→ Activity: Copy the data below exactly. Any pictures in it should be omitted.

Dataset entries
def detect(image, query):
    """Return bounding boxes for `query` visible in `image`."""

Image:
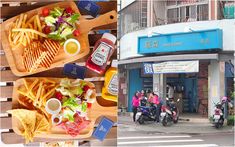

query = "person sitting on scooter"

[153,93,161,123]
[132,91,140,122]
[148,92,161,123]
[140,90,148,106]
[167,98,178,114]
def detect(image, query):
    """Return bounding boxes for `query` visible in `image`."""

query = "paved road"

[118,130,234,147]
[118,115,234,134]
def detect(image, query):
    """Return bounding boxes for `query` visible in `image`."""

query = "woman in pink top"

[132,91,140,122]
[154,93,162,123]
[153,94,160,105]
[149,92,161,123]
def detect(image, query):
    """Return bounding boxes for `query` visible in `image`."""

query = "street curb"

[118,122,234,135]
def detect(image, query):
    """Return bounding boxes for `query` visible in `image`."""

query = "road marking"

[117,139,203,145]
[146,144,218,147]
[118,135,191,139]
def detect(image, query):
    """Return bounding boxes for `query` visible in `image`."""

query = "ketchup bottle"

[86,33,116,74]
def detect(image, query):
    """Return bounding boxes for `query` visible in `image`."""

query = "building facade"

[118,0,235,117]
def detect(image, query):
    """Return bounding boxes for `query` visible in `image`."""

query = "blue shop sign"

[143,63,154,74]
[138,29,222,54]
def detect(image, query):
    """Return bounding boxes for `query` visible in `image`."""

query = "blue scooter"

[136,104,157,124]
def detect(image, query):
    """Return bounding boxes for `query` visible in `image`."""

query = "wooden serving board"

[1,2,117,77]
[11,77,117,139]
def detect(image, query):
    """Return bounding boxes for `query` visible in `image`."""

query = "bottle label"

[108,74,118,95]
[91,42,111,66]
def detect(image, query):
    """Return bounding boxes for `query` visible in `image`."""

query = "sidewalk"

[118,113,234,134]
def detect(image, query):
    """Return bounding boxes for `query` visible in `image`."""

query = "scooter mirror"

[177,99,180,102]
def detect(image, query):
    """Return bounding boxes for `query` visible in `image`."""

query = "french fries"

[12,28,47,38]
[17,78,59,110]
[8,13,47,49]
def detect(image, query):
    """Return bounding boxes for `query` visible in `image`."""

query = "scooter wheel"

[173,117,179,124]
[215,123,221,129]
[162,117,167,126]
[138,115,144,124]
[215,119,223,129]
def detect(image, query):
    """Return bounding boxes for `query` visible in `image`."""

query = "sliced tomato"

[83,85,90,93]
[43,26,51,34]
[42,8,50,17]
[73,29,80,37]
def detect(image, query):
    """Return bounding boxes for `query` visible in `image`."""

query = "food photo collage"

[0,0,234,147]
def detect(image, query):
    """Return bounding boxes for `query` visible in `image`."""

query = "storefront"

[118,20,234,117]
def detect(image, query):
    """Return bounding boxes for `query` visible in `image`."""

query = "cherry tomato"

[55,92,63,101]
[73,29,80,37]
[83,85,90,93]
[87,103,92,109]
[65,7,73,14]
[43,26,51,34]
[42,8,50,17]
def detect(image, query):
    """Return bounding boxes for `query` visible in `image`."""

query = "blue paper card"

[92,117,114,141]
[77,1,100,17]
[63,63,86,79]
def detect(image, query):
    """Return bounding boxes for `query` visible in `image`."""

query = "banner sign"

[138,29,222,54]
[152,60,199,74]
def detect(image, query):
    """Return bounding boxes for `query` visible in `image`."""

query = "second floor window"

[167,4,208,24]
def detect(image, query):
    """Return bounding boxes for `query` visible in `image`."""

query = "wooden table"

[0,0,117,145]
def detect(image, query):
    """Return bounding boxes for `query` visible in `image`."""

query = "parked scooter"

[212,96,229,129]
[160,98,180,126]
[136,104,157,124]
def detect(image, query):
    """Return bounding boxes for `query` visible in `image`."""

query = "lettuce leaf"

[60,78,72,88]
[71,87,83,96]
[62,97,79,109]
[81,102,87,112]
[50,7,64,17]
[48,33,63,41]
[67,13,80,23]
[63,109,75,122]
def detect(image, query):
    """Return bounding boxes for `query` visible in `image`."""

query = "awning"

[118,53,219,65]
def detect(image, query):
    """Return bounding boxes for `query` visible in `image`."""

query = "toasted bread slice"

[41,39,60,68]
[23,41,47,72]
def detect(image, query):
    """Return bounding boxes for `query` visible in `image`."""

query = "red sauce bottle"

[86,33,116,74]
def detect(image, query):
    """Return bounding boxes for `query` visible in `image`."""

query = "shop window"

[180,6,186,22]
[119,0,148,37]
[186,6,189,19]
[166,1,209,24]
[197,4,209,20]
[190,5,197,21]
[167,8,179,23]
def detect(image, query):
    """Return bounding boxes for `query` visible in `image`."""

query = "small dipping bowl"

[51,114,63,125]
[63,38,81,56]
[45,98,61,115]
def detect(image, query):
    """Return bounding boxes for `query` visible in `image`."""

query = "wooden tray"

[1,2,117,77]
[11,77,117,139]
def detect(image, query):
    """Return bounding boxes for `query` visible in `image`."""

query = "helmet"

→ Exercise solution:
def detect(image, query):
    """Return bounding boxes for `query` visible in `image`."""

Image:

query = "person sitting on scooter"

[153,93,161,123]
[132,91,140,122]
[148,92,161,123]
[140,90,148,106]
[167,98,178,114]
def detect(image, query):
    """Return bounding boxes for `query` visible in `image`."""

query = "paved road"

[118,130,234,147]
[118,115,234,134]
def detect(image, query):
    """Return bounding boxes for `query` visible in `image`."""

query = "woman in pink top"

[132,91,140,122]
[154,93,162,123]
[153,94,160,105]
[149,92,161,123]
def detect(image, query):
    """Return bounding boxes for `query` visible in `image`."""

query = "street curb"

[118,122,234,135]
def detect(image, query):
    """Return bounding boxes for `query` visible in `image`."""

query = "road marking"

[117,139,203,145]
[146,144,218,147]
[118,135,191,139]
def detect(image, query):
    """Return bounding boxes for `query` visible in `image`."""

query = "ketchup bottle"

[86,33,116,74]
def detect(image, query):
    """Return bounding boxes for `query` visible in `image`."""

query = "building facade"

[118,0,235,117]
def detect(image, query):
    """Return bounding boxes for `query` visible in `image`."""

query = "blue shop sign"

[143,63,154,74]
[138,29,222,54]
def detect(image, query):
    """Return bounding boxes for `query` visible in `image`."""

query = "blue scooter"

[136,104,157,124]
def detect(image, query):
    """Return bounding boxes for `query` visible in `image`."""

query = "wooden serving board"

[1,2,117,77]
[11,77,117,139]
def detect(image, query):
    """Return bounding boxes for `query` visible in `image`."""

query = "bottle label"

[108,74,118,95]
[91,42,111,66]
def detect(image, query):
    """Return bounding boxes for `query` visible in `image`."""

query = "sidewalk"

[118,113,234,134]
def detect(image, query):
    """Return bounding boxes for `query` visible in `image`."""

query = "scooter mirror"

[177,99,180,102]
def detect(image, query):
    """Return bounding boxes for `query` visible in `image`."""

query = "french fries"

[12,28,47,38]
[17,78,59,110]
[8,13,47,49]
def detect(image, query):
    """Return bounding boxes for `query` visible in `image`."""

query = "scooter wheel"

[173,117,179,124]
[215,123,221,129]
[162,117,167,126]
[138,115,144,124]
[215,119,223,129]
def detect(image, query):
    """Return bounding boxes for `query` visible in `image`."""

query = "sliced tomato"

[83,85,90,93]
[43,26,51,34]
[42,8,50,17]
[73,29,80,37]
def detect(image, query):
    """Return bounding boxes for `query` visible in `image`."""

query = "food photo collage"

[0,0,234,147]
def detect(image, query):
    """Return bounding boxes for `query` visible in `image`."""

query = "storefront"

[118,20,234,117]
def detect(image, query):
    """Return bounding boxes for `query` visible in `image`."""

query = "cherry tomato"

[55,92,63,101]
[73,29,80,37]
[83,85,90,93]
[87,103,92,109]
[65,7,73,14]
[43,26,51,34]
[42,8,50,17]
def detect(image, query):
    """Return bounding boxes for `query` visible in `image`."""

query = "blue paper card"

[92,117,114,141]
[77,1,100,17]
[63,63,86,79]
def detect(image, query):
    """Return bounding boxes for `query` visible in `image`."""

query = "banner sign"

[138,29,222,54]
[152,60,199,74]
def detect(image, query):
    """Return bounding boxes for `query` visible in `image`."""

query = "second floor window"

[167,4,208,24]
def detect(image, query):
    """Return bounding boxes for `query` visible in `image`."""

query = "wooden table"

[0,0,117,145]
def detect(image, query):
    """Return bounding boxes for `query` visible in `image`."""

query = "parked scooter"

[212,96,229,129]
[160,98,180,126]
[136,104,157,124]
def detect(image, query):
    """Return bounding boxes for `query` visible in `image`."""

query = "lettuce leaf"

[60,78,72,88]
[71,87,83,96]
[62,97,79,109]
[81,102,87,112]
[50,7,64,17]
[48,33,63,41]
[67,13,80,23]
[63,109,75,122]
def detect(image, query):
    """Return bounding boxes for `query` visible in `image`."""

query = "awning"

[118,53,219,65]
def detect(image, query):
    """Return bounding boxes for `query` visible in `image`."""

query = "toasted bread slice"

[41,39,60,68]
[23,41,47,72]
def detect(image, query):
    """Return bounding boxes for `query` visible in `image`."""

query = "red sauce bottle"

[86,33,116,74]
def detect(image, query):
    """Return bounding boxes for `query` visible in `image`."""

query = "shop window"

[180,6,186,22]
[119,0,148,37]
[186,6,189,19]
[166,1,209,24]
[197,4,209,20]
[190,5,197,21]
[167,8,179,23]
def detect(image, query):
    """Return bounding boxes for `query` visible in `image`."""

query = "small dipping bowl"

[51,114,63,125]
[63,38,81,56]
[45,98,61,115]
def detect(image, query):
    """Return bounding boxes for `query` visible in `image`."""

query = "wooden tray"

[1,2,117,77]
[11,77,117,139]
def detect(image, query):
    """Return bounding boxes for `query` visible in `image`."""

query = "helmet"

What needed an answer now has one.